Each of the entries should be output exactly, with nothing left out.

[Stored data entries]
- - - - - - -
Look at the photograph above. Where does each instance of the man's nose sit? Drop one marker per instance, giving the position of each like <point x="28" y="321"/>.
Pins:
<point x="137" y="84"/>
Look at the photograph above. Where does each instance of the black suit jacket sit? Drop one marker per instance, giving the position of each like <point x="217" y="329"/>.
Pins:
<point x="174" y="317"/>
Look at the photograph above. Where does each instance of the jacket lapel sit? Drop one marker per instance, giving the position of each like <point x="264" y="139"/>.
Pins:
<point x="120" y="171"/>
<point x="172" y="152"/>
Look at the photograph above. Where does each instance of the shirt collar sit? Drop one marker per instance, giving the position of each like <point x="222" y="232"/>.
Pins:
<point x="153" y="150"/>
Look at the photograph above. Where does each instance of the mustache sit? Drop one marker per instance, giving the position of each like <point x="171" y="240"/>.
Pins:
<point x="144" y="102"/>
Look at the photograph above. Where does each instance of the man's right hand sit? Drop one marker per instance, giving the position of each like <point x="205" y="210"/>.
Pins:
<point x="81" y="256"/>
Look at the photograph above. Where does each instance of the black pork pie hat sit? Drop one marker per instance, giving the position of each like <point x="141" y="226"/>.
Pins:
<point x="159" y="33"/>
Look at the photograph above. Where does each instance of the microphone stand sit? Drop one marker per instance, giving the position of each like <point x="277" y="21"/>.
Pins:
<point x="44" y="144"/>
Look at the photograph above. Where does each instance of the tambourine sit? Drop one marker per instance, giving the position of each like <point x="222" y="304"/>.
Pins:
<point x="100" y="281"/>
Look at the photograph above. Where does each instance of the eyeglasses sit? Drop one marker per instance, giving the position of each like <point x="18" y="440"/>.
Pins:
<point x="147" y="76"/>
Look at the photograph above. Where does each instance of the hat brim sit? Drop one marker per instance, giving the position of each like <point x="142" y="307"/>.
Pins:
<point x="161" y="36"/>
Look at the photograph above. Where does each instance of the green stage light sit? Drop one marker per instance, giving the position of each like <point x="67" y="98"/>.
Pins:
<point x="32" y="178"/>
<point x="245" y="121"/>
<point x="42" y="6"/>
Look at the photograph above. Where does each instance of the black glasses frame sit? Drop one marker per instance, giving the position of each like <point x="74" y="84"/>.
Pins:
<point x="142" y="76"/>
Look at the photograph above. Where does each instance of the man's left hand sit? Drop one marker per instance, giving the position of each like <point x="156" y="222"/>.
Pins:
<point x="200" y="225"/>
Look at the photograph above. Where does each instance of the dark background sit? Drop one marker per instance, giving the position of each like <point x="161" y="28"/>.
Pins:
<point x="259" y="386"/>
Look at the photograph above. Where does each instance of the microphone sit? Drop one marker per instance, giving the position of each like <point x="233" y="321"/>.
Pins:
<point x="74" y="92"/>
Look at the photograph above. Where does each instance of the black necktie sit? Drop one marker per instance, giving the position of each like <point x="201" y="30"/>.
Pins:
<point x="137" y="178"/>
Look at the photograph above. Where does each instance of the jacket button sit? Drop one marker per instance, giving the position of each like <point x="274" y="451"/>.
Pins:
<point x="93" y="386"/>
- - - - - - -
# Answer to the exercise
Look at the photograph above. Where does each instance of the man's nose sit? Drop one marker per instance, giving the position of each like <point x="28" y="321"/>.
Pins:
<point x="137" y="84"/>
Look at the photograph above. Where does each instance of the black suit jacket sit? Drop one marker per instance, giving the position of each like <point x="217" y="329"/>.
Pins:
<point x="174" y="317"/>
Look at the photograph above. Where does each instance of the jacket lapel sit? Drop one marker per instance, giving the position of each like <point x="264" y="139"/>.
Pins:
<point x="120" y="171"/>
<point x="172" y="152"/>
Look at the photograph above. Where does each instance of the shirt collar sit? Drop one marker per instance, giving the position of each like <point x="222" y="232"/>.
Pins:
<point x="153" y="150"/>
Look at the photograph above. Where does each instance of the mustache sit? Drop one marker per instance, giving the position of each like <point x="171" y="240"/>.
Pins:
<point x="144" y="102"/>
Look at the photograph above. Where does each instance of the man's right hand sit? Drop one marker per instance, giving the position of each like <point x="205" y="210"/>.
Pins:
<point x="81" y="256"/>
Look at the photograph above. Where does each instance of the black pork pie hat sit? Drop one marker per instance, giving the position of each like <point x="141" y="226"/>.
Pins:
<point x="159" y="33"/>
Look at the photograph above. Where does each instance of the microphone stand sit? Drop one marker per instance, giving the position of each like <point x="277" y="21"/>.
Pins:
<point x="44" y="144"/>
Look at the photograph above. Where does each instance of the tambourine sit? Drop one marker per instance, giving the position of each like <point x="222" y="304"/>.
Pins:
<point x="100" y="281"/>
Look at the photograph above. Where does each instance of the eyeglasses sit? Drop one marker per instance, giving the position of each like <point x="18" y="440"/>.
Pins:
<point x="147" y="76"/>
Look at the photograph above. Where does each instance of the hat brim sit? Drop one marker per instance, giving the position of each like <point x="142" y="307"/>.
Pins:
<point x="161" y="36"/>
Look at the photograph above. Where does each instance of the green stage light sit? Drop one marker per instance, giving the position of each like <point x="67" y="98"/>.
Pins:
<point x="32" y="178"/>
<point x="245" y="121"/>
<point x="42" y="6"/>
Look at the photograph above. Where does each instance of the black glasses frame sit? Drop one marker per instance, giving the position of each like <point x="74" y="84"/>.
Pins:
<point x="142" y="76"/>
Look at the photograph above. Where does each instance of the man's left hand sit? Drop one marker per instance, giving the position of each like <point x="156" y="222"/>.
Pins:
<point x="200" y="225"/>
Look at the photograph above. Where does each instance of the dark background sit? Drop one marker per instance, giving the position of each like <point x="161" y="28"/>.
Pins:
<point x="259" y="386"/>
Look at the photograph above. Where does each instance of the microphone sit? Drop one marker per instance, giving the position of each like <point x="233" y="321"/>.
Pins:
<point x="74" y="92"/>
Look at the photograph above. Where does each instance of the black necktie sit? Drop one marker per instance, giving the position of each like <point x="201" y="30"/>.
Pins:
<point x="137" y="178"/>
Look at the photograph above. Where does each instance of the jacket button sit? Drop one marker per instance, giving the position of each like <point x="274" y="451"/>.
Pins:
<point x="93" y="386"/>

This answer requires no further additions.